### Aufgaben und Übungen
a – Welcher Unterschied ist laut dem Auszug über Therapie-Entscheidungen größer, als man zunächst anzunehmen geneigt ist?
b – Führen Sie den Zeitungsartikel über Therapie-Entscheidungen im Anschluss an seinen letzten Satz fort.

### Bereitgestellter Auszug

Süddeutsche Zeitung

Therapie-Entscheidungen:Patientenwunsch bleibt Ärzten oft ein Rätsel

Selbst viele gebildete Menschen trauen sich nicht, ihrem Arzt zu widersprechen. Er wird schon wissen, was das Beste für sie ist. Studien zeigen: Er weiß es nicht.

Christina Berndt

Worum geht es eigentlich im Arztberuf? Sollte es das höchste Ziel jedes Mediziners sein, die Krankheit seines Patienten zu heilen? Oder sollte er sich vielmehr darum bemühen, dass es seinem Patienten möglichst gut ergeht? Auch wenn ein erster Impuls so manchen Arzt und so manchen Patienten dazu veranlasst zu glauben, beide Ziele würden doch dasselbe bedeuten: Der Unterschied zwischen Heilerfolg und einer guten Behandlung ist doch größer, als man zunächst anzunehmen geneigt ist.

### Dargestellte Daten
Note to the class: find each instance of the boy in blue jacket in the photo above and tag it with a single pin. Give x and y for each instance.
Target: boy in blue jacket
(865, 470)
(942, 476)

### Lösungen zur Übung
a – Der Unterschied zwischen Heilerfolg und einer guten Behandlung.

b –
Viele Ärzte haben die falschen Ziele im Blick, folgern Wissenschaftler vom Dartmouth Center for Health Care Delivery Science in New Hampshire und der walisischen Cardiff University im British Medical Journal (S. e6572, Bd. 345). Ärzte sollten ihre Patienten viel häufiger und intensiver fragen, was sie sich eigentlich von der Behandlung erhoffen, was ihre ganz individuellen Wünsche sind. "Wenn Ärzte allein Therapieentscheidungen fällen, werden die Präferenzen der Patienten oft missinterpretiert oder sogar ignoriert", schreiben Albert Mulley, Chris Trimble und Glyn Elwyn. Diese "Fehldiagnosen der Vorlieben" hätten einen gewaltigen Einfluss auf das Wohlbefinden der Patienten.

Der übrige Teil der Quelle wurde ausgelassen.